THE INPUT below:

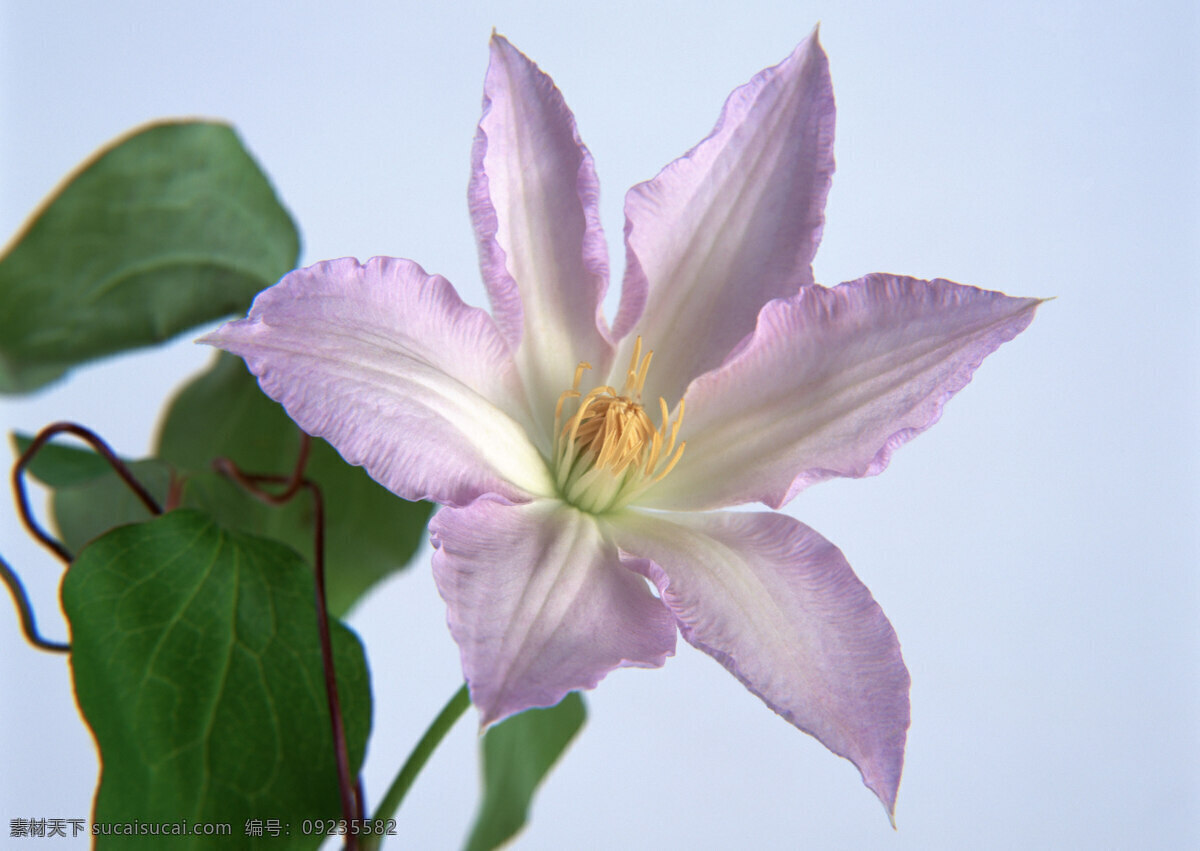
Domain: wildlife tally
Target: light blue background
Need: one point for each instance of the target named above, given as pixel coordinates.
(1036, 551)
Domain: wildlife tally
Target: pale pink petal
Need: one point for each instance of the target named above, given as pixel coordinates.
(779, 606)
(399, 375)
(540, 604)
(731, 225)
(534, 203)
(832, 382)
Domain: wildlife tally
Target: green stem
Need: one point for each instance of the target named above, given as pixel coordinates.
(450, 713)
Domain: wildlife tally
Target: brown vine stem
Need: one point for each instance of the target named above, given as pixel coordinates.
(25, 610)
(351, 789)
(94, 441)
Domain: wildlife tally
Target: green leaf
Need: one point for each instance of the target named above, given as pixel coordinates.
(197, 665)
(370, 532)
(58, 465)
(517, 755)
(167, 228)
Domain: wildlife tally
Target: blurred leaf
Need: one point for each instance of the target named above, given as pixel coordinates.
(59, 465)
(369, 531)
(197, 665)
(517, 755)
(88, 497)
(89, 509)
(166, 228)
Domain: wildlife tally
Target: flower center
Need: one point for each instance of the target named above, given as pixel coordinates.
(607, 450)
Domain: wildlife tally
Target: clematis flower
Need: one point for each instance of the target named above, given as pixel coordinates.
(575, 460)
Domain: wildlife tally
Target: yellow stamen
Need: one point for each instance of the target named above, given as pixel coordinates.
(609, 450)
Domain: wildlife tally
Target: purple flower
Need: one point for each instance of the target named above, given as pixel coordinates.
(573, 466)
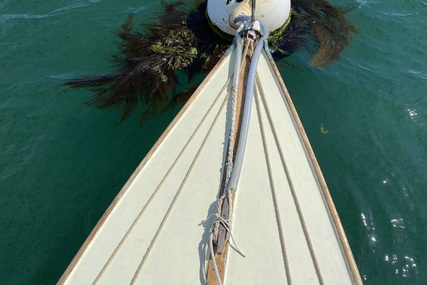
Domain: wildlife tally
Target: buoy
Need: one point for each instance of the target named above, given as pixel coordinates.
(222, 13)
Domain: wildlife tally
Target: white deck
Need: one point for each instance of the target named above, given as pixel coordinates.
(152, 232)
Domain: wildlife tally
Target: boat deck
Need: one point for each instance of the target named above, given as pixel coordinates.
(157, 229)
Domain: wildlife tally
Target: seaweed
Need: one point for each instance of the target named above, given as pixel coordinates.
(182, 39)
(319, 27)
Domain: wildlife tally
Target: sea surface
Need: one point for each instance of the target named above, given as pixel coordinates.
(62, 162)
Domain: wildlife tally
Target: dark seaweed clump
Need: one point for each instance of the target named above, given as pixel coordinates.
(317, 26)
(147, 62)
(182, 39)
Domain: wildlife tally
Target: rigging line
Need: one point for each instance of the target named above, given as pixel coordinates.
(291, 185)
(122, 241)
(175, 198)
(272, 188)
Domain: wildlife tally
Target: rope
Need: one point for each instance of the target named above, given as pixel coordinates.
(180, 188)
(234, 89)
(291, 185)
(273, 194)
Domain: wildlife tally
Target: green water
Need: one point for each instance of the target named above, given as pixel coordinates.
(62, 162)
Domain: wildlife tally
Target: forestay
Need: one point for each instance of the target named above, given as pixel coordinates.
(157, 229)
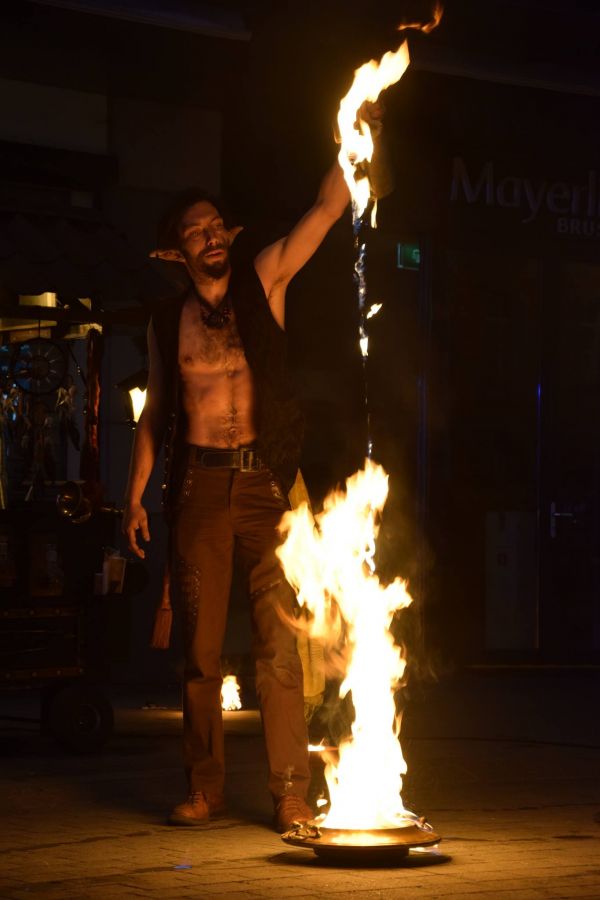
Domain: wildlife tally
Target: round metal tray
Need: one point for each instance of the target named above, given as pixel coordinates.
(370, 844)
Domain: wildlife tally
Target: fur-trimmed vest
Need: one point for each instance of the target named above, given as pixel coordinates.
(279, 420)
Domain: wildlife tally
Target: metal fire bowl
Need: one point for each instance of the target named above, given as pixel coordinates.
(370, 845)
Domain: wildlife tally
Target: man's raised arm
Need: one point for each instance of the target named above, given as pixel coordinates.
(277, 264)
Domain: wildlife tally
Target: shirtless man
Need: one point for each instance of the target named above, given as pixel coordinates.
(218, 386)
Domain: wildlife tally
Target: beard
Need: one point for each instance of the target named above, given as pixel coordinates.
(216, 269)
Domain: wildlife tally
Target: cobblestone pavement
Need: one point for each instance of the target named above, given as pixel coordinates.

End of THE INPUT.

With the pictures left out, restate word for word every line of the data above, from the first down to the line that contains "Target: yellow stamen".

OUTPUT FOR THIS TASK =
Domain: wildlife tally
Target: light blue background
Need: one point for each instance of the target named above, given as pixel coordinates.
(1036, 551)
Domain: wildlife tally
Target: pale pink petal
Need: one point for each instance of the target named above, given as pixel coordinates.
(779, 606)
(399, 375)
(540, 604)
(731, 225)
(534, 203)
(832, 382)
Domain: wildlife tally
Target: green stem
Need: one point for each instance of the target named above, given as pixel coordinates.
(450, 713)
Domain: wildlife tally
Target: brown vine stem
Need: one point for each instance of the target named above, given as pixel coordinates.
(25, 610)
(351, 789)
(94, 441)
Domain: wildlife tally
Target: green leaf
Need: one point for each instance of the target named above, given as pixel coordinates.
(197, 665)
(370, 532)
(58, 465)
(517, 755)
(167, 228)
Domain: wildlife tally
Target: blurred leaf
Need: one point for each instance of the target named above, given as pixel coordinates.
(59, 465)
(369, 531)
(197, 665)
(517, 755)
(88, 497)
(89, 509)
(166, 228)
Domain: wildlife tally
Target: flower center
Need: one point for each instance of the target named above, given as pixel coordinates.
(607, 450)
Domain: wildlife tally
Target: clematis flower
Need: one point for each instance of the target named above, given as pixel coordinates.
(575, 460)
Domain: wildlife tally
Target: yellow stamen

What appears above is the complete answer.